Given problem
The listing beneath should be written out in full, exactly as shown.

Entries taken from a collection
— Start —

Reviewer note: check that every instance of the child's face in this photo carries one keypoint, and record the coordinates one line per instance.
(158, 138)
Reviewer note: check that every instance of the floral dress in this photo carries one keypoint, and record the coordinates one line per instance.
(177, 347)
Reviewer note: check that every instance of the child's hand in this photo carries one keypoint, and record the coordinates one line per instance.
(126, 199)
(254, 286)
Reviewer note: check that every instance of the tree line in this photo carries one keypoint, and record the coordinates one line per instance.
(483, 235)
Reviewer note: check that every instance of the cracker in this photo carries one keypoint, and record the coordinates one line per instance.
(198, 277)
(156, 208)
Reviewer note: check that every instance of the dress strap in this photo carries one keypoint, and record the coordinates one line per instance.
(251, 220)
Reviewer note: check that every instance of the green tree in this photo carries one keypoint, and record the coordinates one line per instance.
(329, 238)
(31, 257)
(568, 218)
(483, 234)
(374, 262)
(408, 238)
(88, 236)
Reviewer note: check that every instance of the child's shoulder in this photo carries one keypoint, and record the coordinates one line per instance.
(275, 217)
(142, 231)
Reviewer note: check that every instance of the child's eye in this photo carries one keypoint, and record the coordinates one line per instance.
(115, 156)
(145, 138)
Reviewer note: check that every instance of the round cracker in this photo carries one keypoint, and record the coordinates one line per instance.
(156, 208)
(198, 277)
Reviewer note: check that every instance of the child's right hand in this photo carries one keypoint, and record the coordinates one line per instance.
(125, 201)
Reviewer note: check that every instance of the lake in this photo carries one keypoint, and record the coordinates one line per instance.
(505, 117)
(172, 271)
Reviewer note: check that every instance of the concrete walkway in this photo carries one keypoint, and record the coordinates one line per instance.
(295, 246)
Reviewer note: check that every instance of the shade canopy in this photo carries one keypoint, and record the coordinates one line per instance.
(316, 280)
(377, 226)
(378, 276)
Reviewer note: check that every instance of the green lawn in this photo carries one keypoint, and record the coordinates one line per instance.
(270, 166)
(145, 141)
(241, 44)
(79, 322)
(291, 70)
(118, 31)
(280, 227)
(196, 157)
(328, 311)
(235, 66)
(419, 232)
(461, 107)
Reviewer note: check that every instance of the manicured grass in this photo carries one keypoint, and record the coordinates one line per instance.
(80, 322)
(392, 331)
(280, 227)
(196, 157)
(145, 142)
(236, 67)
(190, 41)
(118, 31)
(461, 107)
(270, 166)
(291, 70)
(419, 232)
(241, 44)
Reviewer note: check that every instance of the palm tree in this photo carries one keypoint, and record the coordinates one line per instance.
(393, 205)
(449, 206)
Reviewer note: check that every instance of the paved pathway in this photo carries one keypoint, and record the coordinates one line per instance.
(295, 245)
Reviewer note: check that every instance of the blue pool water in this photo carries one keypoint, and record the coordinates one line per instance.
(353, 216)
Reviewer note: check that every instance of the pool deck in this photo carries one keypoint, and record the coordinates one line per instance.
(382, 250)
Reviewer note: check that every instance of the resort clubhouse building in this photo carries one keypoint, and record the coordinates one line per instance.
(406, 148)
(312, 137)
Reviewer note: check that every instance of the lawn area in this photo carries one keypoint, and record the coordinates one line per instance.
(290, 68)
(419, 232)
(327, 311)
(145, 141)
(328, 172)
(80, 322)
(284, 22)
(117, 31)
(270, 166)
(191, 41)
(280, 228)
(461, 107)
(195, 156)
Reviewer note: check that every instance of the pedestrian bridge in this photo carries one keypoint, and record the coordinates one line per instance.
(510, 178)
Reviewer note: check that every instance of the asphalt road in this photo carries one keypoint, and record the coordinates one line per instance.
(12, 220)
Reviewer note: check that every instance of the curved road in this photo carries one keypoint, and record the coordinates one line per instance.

— End —

Response
Reviewer note: check that every instance of the child's face in this photo carries one keypoint, and record the coordinates one line per instance.
(158, 138)
Reviewer note: check that every instance of the floral dress in this photo carries one keypoint, and record the coordinates one line per instance.
(177, 347)
Reviewer note: check that every instance of the child's hand in this photo carries one keypoint, and record the coordinates one line per instance.
(126, 199)
(254, 286)
Reviewer note: check that every instance of the tree line in this photo carries one keypoint, and record the coordinates one line per instance.
(483, 235)
Reviewer note: check that every instance of the cracker in this photo carries one keypoint, and record the coordinates one line per instance.
(198, 277)
(156, 208)
Reviewer note: check that every instance of the dress strap in this photo carries one keypoint, and record the coordinates one line per instance.
(251, 220)
Reviewer note: check that every instance of the green tree in this photo carries one keypoint, and record the coordinates one line per instance.
(329, 238)
(31, 257)
(568, 218)
(483, 234)
(374, 262)
(408, 238)
(88, 236)
Reviewer note: check that every instance of the child's shoulder in this photo carries one keypoint, and record the coordinates one line per instance.
(275, 217)
(142, 231)
Reviewer note: check that every instance of the child's eye in this photo carries one keypoint, and record the coordinates one line per instance.
(115, 156)
(145, 138)
Reviewer note: check that every instance of the round cracker in this photo carries one keypoint, and record the coordinates one line per instance.
(156, 208)
(198, 277)
Reviewer note: check that every instance of the child's right hand in this photo carries one keypoint, and record the coordinates one line per instance.
(125, 201)
Reviewer note: check that every instance of the lake in this photo carries one keypoint, and record the coordinates one line per instance.
(505, 117)
(172, 271)
Reviewer note: check that every instance of the concrete walkway in this photo carries one keypoint, and record the coordinates one line per instance.
(295, 246)
Reviewer note: check that every instance of the shade canopy in this photo carries one keypoint, and record the coordinates one line per instance.
(316, 280)
(377, 226)
(378, 276)
Reviewer note: check that every instance of the green lawn in this photo carries one keypoint, and record the coordinates one line per instance.
(270, 166)
(145, 141)
(241, 44)
(79, 322)
(291, 70)
(118, 31)
(280, 227)
(196, 157)
(328, 311)
(235, 66)
(419, 232)
(461, 107)
Reviewer note: check that every instance of the manicured grass in this photo carries one keypoint, and record the coordinates one line per instance.
(80, 322)
(392, 331)
(280, 227)
(196, 157)
(145, 142)
(236, 67)
(190, 41)
(118, 31)
(461, 107)
(270, 166)
(291, 70)
(419, 232)
(241, 44)
Reviewer note: check that every instance of the palm tree in this photo carries one keypoint, and record the coordinates one line per instance.
(393, 205)
(449, 206)
Reviewer note: check that every instance of the paved pathway in this photo carries one keypoint, and record the coordinates one line per instance.
(295, 245)
Reviewer note: check that every instance of the blue pool water in this photo carries one keypoint, and record the coordinates one line per instance.
(353, 216)
Reviewer note: check that every instance of the pool deck in this photo carries one keypoint, and record the coordinates one line per instance.
(382, 250)
Reviewer note: check that every instance of the resort clubhouse building in this photo carries one keypoint, and record the coordinates one line per instance.
(406, 148)
(312, 137)
Reviewer note: check that every instance of the lawn area in this photo carries one keypoint, and record the coordinates one line per instance.
(290, 68)
(419, 232)
(327, 311)
(145, 141)
(328, 172)
(80, 322)
(284, 22)
(117, 31)
(270, 166)
(191, 41)
(280, 228)
(461, 107)
(195, 156)
Reviewer note: check that every instance of the pedestrian bridge in this photo carries one keypoint, and record the coordinates one line per instance.
(510, 178)
Reviewer note: check that every instance of the asphalt road in this photo carries one keypoint, and record the coordinates one line per instance.
(12, 220)
Reviewer note: check that every instance of the curved road in this photo carries one keypoint, and record the coordinates one line per instance.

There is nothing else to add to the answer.